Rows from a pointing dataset
_ _ _ _ _

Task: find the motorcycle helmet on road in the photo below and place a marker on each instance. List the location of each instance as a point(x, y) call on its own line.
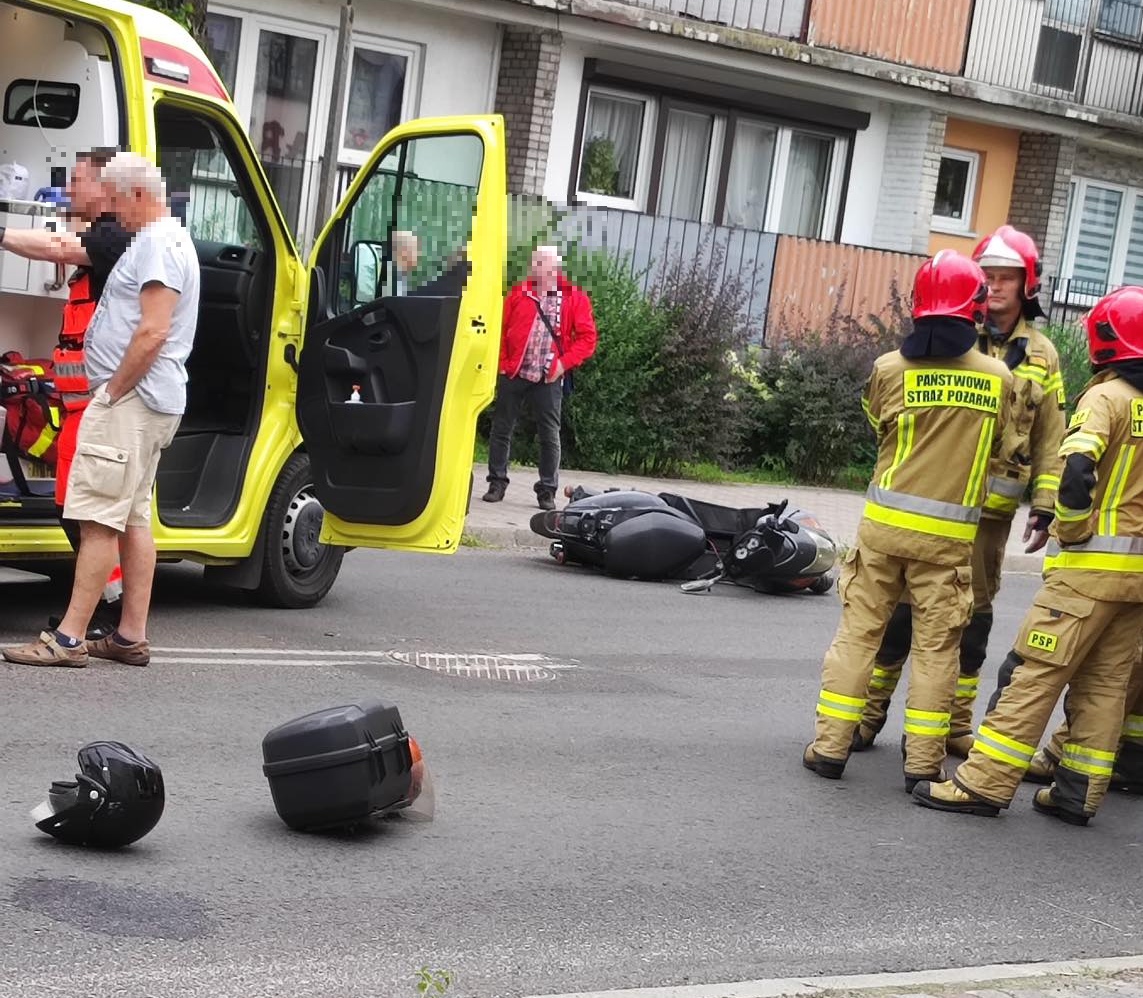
point(117, 798)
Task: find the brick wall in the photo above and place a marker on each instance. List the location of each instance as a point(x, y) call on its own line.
point(526, 95)
point(912, 161)
point(1039, 192)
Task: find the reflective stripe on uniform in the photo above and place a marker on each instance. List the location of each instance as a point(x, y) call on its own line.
point(1098, 553)
point(911, 512)
point(1069, 516)
point(1033, 373)
point(975, 486)
point(1117, 484)
point(42, 444)
point(1004, 494)
point(885, 678)
point(930, 724)
point(906, 426)
point(1133, 727)
point(1088, 761)
point(967, 686)
point(1017, 755)
point(845, 708)
point(1081, 442)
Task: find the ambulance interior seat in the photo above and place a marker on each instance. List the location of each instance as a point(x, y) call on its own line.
point(200, 474)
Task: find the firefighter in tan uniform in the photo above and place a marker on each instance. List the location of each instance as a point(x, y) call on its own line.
point(940, 408)
point(1128, 769)
point(1084, 628)
point(1012, 264)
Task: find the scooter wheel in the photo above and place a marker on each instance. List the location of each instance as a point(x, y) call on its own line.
point(822, 585)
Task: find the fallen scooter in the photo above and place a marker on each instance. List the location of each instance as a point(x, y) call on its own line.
point(650, 536)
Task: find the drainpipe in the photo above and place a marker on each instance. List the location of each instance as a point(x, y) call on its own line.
point(327, 182)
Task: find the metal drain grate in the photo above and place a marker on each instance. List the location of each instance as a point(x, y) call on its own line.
point(506, 669)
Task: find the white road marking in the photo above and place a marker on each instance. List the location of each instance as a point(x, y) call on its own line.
point(783, 987)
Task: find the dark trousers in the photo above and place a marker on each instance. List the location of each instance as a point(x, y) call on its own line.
point(545, 399)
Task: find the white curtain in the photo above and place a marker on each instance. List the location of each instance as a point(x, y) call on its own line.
point(686, 153)
point(1097, 225)
point(620, 120)
point(807, 175)
point(748, 186)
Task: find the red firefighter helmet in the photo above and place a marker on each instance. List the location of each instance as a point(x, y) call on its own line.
point(1010, 247)
point(1114, 327)
point(950, 285)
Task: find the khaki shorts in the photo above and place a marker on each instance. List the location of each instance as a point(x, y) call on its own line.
point(117, 457)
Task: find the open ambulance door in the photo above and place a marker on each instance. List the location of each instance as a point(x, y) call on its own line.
point(406, 295)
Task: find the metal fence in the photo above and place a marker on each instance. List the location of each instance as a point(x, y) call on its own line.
point(1085, 52)
point(783, 18)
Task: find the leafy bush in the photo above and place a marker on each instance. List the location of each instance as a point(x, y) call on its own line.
point(1074, 361)
point(808, 418)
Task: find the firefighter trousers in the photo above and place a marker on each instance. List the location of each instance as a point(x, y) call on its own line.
point(988, 561)
point(1066, 640)
point(1129, 757)
point(870, 587)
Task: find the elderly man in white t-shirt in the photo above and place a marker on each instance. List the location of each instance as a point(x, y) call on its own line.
point(136, 352)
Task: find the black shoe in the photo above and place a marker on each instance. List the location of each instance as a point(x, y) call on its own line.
point(933, 777)
point(826, 768)
point(949, 797)
point(1045, 803)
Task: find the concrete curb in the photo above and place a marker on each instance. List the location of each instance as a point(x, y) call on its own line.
point(957, 976)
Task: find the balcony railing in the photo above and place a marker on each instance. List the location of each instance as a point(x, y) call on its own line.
point(782, 18)
point(1081, 52)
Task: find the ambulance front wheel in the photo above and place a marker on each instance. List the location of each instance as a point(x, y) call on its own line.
point(297, 569)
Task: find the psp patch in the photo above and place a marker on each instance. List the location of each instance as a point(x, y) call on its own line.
point(1042, 641)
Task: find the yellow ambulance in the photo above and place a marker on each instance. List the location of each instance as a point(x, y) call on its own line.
point(332, 402)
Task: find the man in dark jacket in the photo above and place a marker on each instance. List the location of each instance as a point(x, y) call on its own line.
point(548, 330)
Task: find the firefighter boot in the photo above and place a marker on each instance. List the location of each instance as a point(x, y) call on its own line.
point(887, 668)
point(974, 644)
point(1047, 803)
point(1041, 769)
point(948, 796)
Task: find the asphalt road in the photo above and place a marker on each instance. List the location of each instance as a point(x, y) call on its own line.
point(638, 819)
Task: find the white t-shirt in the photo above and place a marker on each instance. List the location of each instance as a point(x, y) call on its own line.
point(164, 253)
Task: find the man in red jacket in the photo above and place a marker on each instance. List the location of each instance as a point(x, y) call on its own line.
point(548, 330)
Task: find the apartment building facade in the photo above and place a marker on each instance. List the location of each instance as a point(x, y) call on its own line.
point(901, 126)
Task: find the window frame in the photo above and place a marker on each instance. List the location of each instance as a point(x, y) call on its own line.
point(645, 159)
point(413, 55)
point(964, 225)
point(648, 170)
point(1132, 197)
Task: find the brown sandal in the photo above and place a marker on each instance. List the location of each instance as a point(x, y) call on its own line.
point(47, 651)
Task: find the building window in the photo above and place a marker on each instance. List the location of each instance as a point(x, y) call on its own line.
point(223, 36)
point(1121, 18)
point(956, 191)
point(710, 166)
point(1061, 44)
point(377, 98)
point(614, 152)
point(1104, 245)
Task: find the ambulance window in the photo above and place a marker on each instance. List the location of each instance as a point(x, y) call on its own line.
point(408, 228)
point(41, 104)
point(198, 164)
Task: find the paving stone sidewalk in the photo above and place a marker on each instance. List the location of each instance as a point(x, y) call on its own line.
point(505, 524)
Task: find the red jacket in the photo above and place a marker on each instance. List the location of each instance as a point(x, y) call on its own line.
point(576, 329)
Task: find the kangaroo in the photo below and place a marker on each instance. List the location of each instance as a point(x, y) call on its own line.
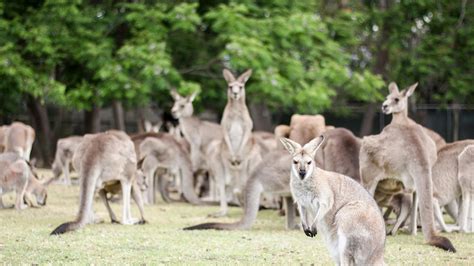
point(114, 188)
point(14, 175)
point(19, 139)
point(336, 206)
point(238, 152)
point(65, 149)
point(165, 152)
point(35, 187)
point(101, 158)
point(199, 134)
point(466, 181)
point(273, 175)
point(403, 151)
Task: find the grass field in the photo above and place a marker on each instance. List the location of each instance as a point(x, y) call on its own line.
point(24, 238)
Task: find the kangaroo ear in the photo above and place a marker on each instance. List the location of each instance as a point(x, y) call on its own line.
point(409, 91)
point(192, 96)
point(245, 76)
point(313, 146)
point(228, 76)
point(392, 87)
point(291, 146)
point(174, 93)
point(148, 126)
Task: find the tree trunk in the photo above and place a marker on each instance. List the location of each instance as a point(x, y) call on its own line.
point(380, 67)
point(119, 117)
point(92, 120)
point(261, 116)
point(40, 121)
point(140, 119)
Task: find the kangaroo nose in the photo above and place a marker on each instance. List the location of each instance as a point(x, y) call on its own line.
point(302, 173)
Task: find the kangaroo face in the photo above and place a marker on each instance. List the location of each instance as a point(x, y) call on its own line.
point(236, 90)
point(303, 165)
point(182, 107)
point(303, 157)
point(236, 86)
point(397, 101)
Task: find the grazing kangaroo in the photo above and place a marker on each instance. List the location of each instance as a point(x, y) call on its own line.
point(65, 149)
point(337, 207)
point(19, 139)
point(403, 151)
point(466, 181)
point(35, 187)
point(273, 175)
point(101, 158)
point(14, 175)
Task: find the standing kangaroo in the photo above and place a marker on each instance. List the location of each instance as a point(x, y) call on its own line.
point(238, 153)
point(336, 206)
point(403, 151)
point(272, 174)
point(19, 139)
point(65, 149)
point(101, 158)
point(14, 175)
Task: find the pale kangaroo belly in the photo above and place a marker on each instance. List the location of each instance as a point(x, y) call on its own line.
point(236, 133)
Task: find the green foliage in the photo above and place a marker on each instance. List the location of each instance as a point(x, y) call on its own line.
point(307, 56)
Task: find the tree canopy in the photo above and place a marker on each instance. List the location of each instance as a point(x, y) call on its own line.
point(307, 56)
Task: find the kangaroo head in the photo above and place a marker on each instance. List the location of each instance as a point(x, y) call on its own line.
point(303, 157)
point(236, 87)
point(396, 100)
point(149, 127)
point(183, 106)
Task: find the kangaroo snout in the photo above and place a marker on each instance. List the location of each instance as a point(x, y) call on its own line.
point(302, 174)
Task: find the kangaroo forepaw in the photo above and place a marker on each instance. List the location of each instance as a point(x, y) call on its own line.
point(308, 233)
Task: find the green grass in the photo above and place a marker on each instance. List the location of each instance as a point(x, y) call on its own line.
point(24, 238)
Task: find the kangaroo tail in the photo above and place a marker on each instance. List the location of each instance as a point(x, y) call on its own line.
point(87, 190)
point(442, 242)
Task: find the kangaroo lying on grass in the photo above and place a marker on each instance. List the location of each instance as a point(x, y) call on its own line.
point(337, 207)
point(405, 152)
point(101, 158)
point(273, 175)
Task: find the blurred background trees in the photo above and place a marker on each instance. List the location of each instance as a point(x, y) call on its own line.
point(59, 56)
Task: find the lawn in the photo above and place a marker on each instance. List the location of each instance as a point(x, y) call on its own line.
point(25, 238)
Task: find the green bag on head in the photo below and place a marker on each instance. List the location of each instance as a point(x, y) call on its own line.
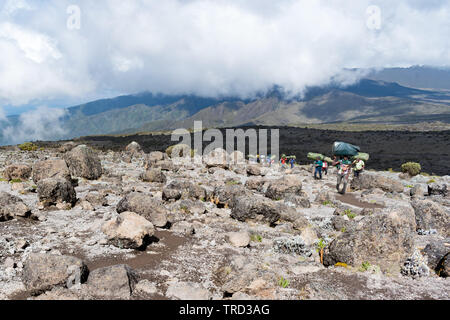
point(313, 156)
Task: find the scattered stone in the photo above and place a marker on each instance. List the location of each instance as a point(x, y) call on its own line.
point(55, 191)
point(42, 272)
point(17, 172)
point(239, 239)
point(83, 162)
point(146, 206)
point(12, 207)
point(416, 266)
point(128, 231)
point(51, 169)
point(112, 283)
point(294, 245)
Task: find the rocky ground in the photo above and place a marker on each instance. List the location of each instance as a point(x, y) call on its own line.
point(78, 223)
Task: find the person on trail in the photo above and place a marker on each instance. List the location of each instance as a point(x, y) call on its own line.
point(359, 167)
point(318, 164)
point(336, 163)
point(325, 167)
point(343, 174)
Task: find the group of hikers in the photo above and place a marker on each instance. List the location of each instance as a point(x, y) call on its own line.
point(344, 166)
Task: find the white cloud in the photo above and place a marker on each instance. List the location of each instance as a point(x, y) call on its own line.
point(210, 47)
point(41, 124)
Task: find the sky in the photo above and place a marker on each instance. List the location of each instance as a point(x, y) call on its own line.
point(61, 53)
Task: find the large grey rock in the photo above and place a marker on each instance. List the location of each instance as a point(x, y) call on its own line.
point(42, 272)
point(12, 206)
point(436, 189)
point(55, 191)
point(293, 245)
point(83, 162)
point(143, 204)
point(153, 158)
point(289, 184)
point(384, 239)
point(112, 283)
point(187, 291)
point(50, 169)
point(370, 180)
point(431, 215)
point(238, 239)
point(134, 149)
point(255, 208)
point(21, 172)
point(129, 231)
point(154, 175)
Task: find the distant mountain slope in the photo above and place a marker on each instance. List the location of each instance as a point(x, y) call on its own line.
point(366, 101)
point(417, 77)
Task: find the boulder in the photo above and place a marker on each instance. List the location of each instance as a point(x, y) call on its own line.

_ _ _ _ _

## To do
Return the lines from the line containing "Task: find the distant" to the end of the entries above, exactly as they appear and with no other output.

## Expected answer
Task: find the distant mountain slope in the photo above and place a marker on each instance. List the location of each instance as a point(x, y) call on its own line.
point(366, 101)
point(417, 77)
Task: find the boulder in the photo above and place a marker on each instance. List the location of each instance as a point(x, y) call on its own line.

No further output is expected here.